PASSAGE SHOWN:
Personal information
- Date of birth: 5 July 2001 (age 24)
- Place of birth: Athens, Greece
- Height: 1.87 m (6 ft 2 in)
- Positions: Right-back; right wing-back;

Team information
- Current team: Lorient
- Number: 77

Senior career*
- Years: Team / Apps / (Gls)
- 2019–2020: Pavia
- 2020–2021: Nocerina / 29 / (2)
- 2021–2022: Cavese / 5 / (1)
- 2022: Nuova Florida / 18 / (6)
- 2022–2024: Catanzaro / 30 / (1)
- 2024–: Lorient / 53 / (6)

= Panos Katseris =

Greek footballer

Panos Katseris (Πάνος Κατσέρης, /el/; born 5 July 2001) is a Greek professional footballer who plays as a right-back or a right wing-back for club Lorient.

== Club career ==

=== Early career ===
Born in Athens, Katseris started playing football in the Greek amateur leagues, before joining Eccellenza side Pavia in 2019, aged 18.

In September 2020, he joined Serie D side Nocerina on a free transfer. Throughout his only season with the club, he scored two goals and contributed six assists in 29 appearances and was voted as the "Best Underage" player that season.

On 25 August 2021, Katseris officially joined Serie D club Cavese on a free transfer. After making just six appearances in the first part of the campaign, he joined fellow fourth-tier side Nuova Florida on 3 February 2022. He went on to score six goals and one assist in 18 matches for the club.

=== Catanzaro ===
Following a successful trial with Serie C side Catanzaro, Katseris officially joined the club on a free transfer on 19 August 2022, signing a three-year professional contract. He made his professional debut on 8 October 2022, coming on as a second-half substitute in a 4–0 league win over Fidelis Andria. On 18 December, he scored his first goal for the Italian club, scoring within a minute of kick-off in a league match against Potenza, and thus contributing to a 6–1 victory. He scored one goal and three assists in 18 matches during his first season with the club, helping Catanzaro win automatic promotion to the Serie B.

TASKS TO COMPLETE:
#1 Please say whether each statement agrees with the Panos Katseris profile, answering yes or no and quoting the deciding words: (a) Katseris joined Pavia in 2019 at age 18. (b) He paid a transfer fee to join Nocerina. (c) His professional debut came in a 4–0 league win over Fidelis Andria.
#2 Write the next part of the Panos Katseris profile, starting after its last sentence.

DATA EXTRACT:
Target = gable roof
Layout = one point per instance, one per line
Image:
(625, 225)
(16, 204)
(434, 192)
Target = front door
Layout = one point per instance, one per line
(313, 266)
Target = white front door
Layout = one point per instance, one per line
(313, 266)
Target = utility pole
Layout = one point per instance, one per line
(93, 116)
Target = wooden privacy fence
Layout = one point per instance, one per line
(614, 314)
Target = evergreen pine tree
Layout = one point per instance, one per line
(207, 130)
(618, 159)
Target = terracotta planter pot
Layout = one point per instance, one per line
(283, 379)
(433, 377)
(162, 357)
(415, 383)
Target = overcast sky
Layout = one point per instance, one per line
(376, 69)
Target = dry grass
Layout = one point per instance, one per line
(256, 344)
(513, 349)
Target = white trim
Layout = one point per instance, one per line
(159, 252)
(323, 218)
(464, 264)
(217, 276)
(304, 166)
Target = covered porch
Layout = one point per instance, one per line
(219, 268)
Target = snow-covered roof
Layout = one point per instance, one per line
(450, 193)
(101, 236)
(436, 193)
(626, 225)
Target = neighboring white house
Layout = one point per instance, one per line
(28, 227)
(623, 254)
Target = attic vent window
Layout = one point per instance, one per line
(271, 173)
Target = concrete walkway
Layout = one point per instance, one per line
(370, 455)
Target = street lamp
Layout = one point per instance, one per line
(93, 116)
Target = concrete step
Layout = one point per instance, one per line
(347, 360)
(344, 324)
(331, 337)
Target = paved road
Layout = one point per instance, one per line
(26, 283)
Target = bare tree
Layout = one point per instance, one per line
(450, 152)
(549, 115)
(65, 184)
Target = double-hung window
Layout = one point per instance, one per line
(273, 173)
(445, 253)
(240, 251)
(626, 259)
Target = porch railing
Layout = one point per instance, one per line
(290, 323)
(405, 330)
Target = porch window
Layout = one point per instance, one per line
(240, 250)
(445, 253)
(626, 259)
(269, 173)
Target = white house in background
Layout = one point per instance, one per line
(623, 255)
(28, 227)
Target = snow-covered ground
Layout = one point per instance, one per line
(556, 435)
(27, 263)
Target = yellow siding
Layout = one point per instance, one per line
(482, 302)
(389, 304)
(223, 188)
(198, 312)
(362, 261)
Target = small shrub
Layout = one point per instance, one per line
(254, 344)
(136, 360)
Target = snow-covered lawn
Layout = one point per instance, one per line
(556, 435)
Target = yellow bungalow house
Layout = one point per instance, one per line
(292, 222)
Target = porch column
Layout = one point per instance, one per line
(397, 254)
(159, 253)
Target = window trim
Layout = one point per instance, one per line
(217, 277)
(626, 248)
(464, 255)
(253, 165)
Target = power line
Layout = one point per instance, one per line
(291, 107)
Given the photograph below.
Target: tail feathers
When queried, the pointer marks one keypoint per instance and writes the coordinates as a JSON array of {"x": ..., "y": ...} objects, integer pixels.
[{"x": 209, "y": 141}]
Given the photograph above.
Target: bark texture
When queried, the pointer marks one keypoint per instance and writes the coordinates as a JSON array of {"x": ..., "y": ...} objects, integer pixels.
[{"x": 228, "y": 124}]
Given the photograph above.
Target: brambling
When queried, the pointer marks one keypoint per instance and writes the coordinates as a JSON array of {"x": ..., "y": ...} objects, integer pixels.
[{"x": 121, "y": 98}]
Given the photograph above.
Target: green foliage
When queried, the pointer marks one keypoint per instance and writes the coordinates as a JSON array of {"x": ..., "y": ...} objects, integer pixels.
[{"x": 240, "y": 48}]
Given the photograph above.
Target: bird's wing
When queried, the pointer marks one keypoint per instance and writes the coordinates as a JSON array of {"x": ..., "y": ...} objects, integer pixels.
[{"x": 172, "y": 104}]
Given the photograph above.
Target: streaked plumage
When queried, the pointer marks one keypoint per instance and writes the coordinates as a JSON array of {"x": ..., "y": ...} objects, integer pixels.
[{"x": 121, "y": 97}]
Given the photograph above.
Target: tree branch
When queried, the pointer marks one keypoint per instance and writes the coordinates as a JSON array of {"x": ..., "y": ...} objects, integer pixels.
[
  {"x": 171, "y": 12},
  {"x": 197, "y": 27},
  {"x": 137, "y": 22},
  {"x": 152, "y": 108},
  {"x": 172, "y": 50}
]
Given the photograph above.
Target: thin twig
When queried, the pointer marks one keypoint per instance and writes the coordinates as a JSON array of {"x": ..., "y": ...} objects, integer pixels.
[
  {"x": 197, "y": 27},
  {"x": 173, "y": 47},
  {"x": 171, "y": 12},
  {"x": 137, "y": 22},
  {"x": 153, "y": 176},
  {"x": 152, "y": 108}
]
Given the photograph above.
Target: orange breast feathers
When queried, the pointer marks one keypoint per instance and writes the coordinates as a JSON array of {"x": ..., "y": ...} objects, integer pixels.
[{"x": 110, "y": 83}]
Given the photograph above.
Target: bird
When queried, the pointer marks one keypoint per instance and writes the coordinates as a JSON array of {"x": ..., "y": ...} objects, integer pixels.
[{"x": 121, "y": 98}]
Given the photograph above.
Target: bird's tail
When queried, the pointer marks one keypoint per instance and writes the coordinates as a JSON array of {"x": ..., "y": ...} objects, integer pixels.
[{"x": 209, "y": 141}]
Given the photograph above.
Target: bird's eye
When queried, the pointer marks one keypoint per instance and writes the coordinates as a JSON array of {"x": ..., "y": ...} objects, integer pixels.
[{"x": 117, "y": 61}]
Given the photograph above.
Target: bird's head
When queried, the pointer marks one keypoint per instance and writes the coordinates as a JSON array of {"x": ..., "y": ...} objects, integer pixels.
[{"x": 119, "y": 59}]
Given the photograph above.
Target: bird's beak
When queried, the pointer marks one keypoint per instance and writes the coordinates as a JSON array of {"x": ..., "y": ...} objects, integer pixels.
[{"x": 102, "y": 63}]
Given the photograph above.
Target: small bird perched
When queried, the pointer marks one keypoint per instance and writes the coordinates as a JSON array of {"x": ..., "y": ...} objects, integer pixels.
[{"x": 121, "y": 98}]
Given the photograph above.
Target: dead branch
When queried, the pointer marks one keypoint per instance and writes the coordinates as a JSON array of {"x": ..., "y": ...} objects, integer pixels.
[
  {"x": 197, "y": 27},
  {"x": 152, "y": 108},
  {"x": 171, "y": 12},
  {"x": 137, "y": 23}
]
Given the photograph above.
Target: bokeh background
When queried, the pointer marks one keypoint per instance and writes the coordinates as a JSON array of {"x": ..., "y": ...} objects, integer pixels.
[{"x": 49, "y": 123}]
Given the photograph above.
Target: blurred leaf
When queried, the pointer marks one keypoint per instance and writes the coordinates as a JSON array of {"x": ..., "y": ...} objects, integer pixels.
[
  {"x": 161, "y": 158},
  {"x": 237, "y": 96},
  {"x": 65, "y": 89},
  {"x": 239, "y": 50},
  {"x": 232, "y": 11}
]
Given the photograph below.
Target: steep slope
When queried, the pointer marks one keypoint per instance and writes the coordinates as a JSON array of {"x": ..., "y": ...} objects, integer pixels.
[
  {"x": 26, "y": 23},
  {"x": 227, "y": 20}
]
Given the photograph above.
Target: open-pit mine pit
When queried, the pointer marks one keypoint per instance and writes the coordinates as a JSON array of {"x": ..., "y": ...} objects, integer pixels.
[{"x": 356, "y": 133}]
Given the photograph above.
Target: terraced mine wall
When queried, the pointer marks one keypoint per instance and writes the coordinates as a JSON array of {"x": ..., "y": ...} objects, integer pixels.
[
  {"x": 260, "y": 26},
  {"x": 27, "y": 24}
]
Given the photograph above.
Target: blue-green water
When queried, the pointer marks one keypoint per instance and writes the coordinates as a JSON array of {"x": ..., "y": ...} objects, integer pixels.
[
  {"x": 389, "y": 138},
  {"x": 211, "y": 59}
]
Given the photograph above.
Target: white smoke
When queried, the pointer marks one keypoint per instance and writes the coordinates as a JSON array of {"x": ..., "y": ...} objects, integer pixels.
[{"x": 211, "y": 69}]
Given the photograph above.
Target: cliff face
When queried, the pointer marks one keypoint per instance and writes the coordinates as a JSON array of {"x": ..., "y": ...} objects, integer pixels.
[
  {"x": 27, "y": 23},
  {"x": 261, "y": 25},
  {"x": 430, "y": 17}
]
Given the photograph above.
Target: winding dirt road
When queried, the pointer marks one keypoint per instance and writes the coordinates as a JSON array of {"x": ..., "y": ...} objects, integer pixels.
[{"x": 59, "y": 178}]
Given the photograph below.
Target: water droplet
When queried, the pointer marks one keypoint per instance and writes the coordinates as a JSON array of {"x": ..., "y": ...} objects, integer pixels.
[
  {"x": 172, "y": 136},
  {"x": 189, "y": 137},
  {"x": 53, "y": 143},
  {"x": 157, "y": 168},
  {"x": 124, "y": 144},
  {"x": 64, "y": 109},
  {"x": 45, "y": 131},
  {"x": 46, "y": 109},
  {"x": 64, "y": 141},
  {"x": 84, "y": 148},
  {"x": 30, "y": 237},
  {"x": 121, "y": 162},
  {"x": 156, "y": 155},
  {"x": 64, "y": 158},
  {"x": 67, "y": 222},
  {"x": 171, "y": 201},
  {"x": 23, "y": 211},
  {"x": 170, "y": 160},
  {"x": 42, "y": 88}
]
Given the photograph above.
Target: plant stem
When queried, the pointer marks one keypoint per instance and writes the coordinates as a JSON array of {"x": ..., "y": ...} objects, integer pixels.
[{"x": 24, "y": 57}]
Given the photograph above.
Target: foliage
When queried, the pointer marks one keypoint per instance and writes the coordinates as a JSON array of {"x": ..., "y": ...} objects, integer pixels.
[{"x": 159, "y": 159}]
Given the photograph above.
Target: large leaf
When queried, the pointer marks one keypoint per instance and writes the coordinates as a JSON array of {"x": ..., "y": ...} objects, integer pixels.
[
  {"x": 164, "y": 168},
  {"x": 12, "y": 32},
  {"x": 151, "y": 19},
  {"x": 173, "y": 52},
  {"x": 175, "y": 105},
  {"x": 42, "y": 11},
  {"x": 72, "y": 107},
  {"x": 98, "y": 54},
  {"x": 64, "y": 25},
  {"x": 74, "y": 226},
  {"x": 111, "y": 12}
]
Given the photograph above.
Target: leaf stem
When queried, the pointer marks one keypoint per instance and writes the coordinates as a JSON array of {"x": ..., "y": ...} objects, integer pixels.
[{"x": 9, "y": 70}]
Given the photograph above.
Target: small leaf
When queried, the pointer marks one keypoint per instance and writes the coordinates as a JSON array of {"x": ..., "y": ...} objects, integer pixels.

ANSWER LIST:
#1
(a) Yes: "before joining Eccellenza side Pavia in 2019, aged 18."
(b) No: "he joined Serie D side Nocerina on a free transfer."
(c) Yes: "coming on as a second-half substitute in a 4–0 league win over Fidelis Andria."

#2
During the first half of the 2023–24 campaign in Serie B, following an injury to Mario Šitum, Katseris established himself as a regular starter for Catanzaro, under manager Vincenzo Vivarini; thanks to his performances, he reportedly attracted interest from various Serie B and Serie A clubs.

=== Lorient ===
On 23 January 2024, Katseris joined Ligue 1 side Lorient for an undisclosed fee, reported to be in the region of €2.4 million, plus €600.000 in add-ons, signing a four-year-and-a-half contract with the French club. In the process, he became Lorient's first Greek player. He made his debut for Les Merlus five days later, starting in a 3–3 league draw against Le Havre. On 4 February, he scored his first goal for Lorient, netting the winner in a 2–1 league win away at Metz. Lorient was relegated to the Ligue 2 at the end of the 2023–24 campaign. and was promoted to the Ligue 1 at the end of the 2024-2025 campaign.